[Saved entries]
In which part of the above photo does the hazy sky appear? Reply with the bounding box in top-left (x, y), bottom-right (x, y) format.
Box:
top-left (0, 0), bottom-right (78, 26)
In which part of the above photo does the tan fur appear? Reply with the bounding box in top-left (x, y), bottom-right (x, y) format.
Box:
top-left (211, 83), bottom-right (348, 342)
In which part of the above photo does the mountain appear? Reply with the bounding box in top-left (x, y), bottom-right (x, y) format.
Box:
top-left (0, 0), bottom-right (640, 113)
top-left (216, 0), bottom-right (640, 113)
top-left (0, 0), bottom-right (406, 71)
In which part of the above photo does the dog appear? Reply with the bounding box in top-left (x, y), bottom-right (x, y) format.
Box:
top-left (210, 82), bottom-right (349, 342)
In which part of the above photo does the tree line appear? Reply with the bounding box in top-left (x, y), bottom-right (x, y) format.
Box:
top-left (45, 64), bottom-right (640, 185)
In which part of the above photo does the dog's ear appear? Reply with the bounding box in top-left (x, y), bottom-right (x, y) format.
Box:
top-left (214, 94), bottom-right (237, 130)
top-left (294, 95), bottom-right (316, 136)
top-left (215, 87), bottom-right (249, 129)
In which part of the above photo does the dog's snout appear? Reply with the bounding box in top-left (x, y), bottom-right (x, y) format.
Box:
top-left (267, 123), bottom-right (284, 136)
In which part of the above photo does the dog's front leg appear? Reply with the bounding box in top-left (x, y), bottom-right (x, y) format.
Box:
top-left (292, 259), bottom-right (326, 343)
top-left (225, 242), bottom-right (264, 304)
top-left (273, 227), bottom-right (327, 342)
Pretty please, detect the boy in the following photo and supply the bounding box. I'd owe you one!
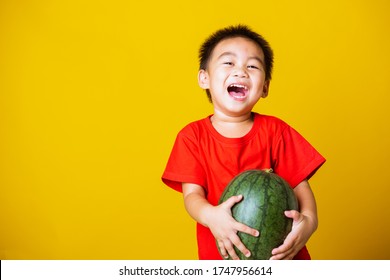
[162,25,325,259]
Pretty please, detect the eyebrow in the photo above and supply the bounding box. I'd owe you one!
[218,52,265,66]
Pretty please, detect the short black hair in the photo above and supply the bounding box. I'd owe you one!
[199,24,274,101]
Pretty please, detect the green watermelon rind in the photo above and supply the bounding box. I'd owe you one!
[218,170,298,260]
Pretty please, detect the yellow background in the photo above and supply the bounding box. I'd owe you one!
[0,0,390,259]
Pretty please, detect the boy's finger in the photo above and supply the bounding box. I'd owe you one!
[224,195,242,209]
[236,222,260,237]
[231,232,251,258]
[218,240,229,259]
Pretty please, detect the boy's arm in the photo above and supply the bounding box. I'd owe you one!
[271,180,318,260]
[183,183,259,259]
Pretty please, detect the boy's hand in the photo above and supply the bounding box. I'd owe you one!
[208,195,259,260]
[271,210,316,260]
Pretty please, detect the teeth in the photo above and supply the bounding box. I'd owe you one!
[229,84,247,89]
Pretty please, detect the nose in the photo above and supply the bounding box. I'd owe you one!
[233,66,248,78]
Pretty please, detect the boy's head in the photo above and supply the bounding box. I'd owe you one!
[199,25,273,102]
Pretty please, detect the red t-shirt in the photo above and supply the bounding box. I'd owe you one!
[162,113,325,260]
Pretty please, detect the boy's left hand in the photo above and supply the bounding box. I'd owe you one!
[271,210,315,260]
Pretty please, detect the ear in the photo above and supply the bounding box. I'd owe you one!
[261,80,270,98]
[198,69,210,89]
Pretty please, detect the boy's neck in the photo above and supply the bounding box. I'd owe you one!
[210,112,253,138]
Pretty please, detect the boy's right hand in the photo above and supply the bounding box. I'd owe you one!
[207,195,259,260]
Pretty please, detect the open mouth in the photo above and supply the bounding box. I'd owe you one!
[227,84,248,100]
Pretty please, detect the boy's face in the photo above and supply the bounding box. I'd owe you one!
[198,37,269,117]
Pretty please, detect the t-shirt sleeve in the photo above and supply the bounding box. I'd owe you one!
[273,126,325,188]
[162,128,206,192]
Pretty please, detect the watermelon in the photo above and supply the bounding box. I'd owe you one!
[218,170,298,260]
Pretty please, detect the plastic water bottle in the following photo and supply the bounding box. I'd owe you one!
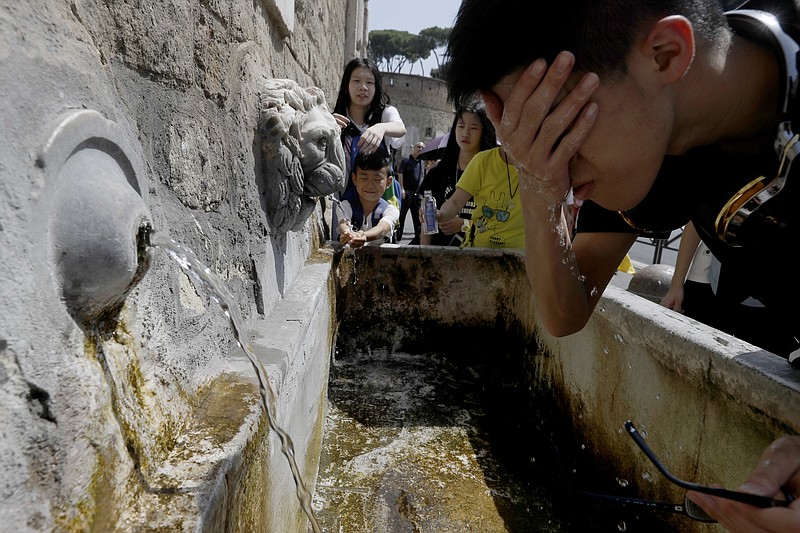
[422,191,439,235]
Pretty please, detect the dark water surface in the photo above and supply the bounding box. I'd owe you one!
[313,342,641,533]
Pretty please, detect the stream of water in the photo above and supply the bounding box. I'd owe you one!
[150,232,322,533]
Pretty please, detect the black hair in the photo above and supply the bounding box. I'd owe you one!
[333,57,390,126]
[353,148,391,173]
[436,97,497,171]
[446,0,729,103]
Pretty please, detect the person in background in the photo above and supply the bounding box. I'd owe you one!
[333,58,406,193]
[446,0,800,533]
[661,222,787,353]
[418,98,497,246]
[397,142,425,245]
[436,146,525,249]
[338,150,400,248]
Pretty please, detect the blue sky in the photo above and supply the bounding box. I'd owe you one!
[368,0,461,75]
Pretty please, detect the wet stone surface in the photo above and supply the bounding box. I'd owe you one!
[313,351,569,533]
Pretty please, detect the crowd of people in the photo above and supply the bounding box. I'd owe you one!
[326,0,800,532]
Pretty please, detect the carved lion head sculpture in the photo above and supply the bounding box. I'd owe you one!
[258,79,346,232]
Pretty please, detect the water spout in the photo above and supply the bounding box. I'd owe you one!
[148,233,322,533]
[36,110,151,326]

▶ _Task prompt_
How many lines in the material above contain the string "following", matching case exactly? Reply with the number alone.

▶ _Exercise answer_
2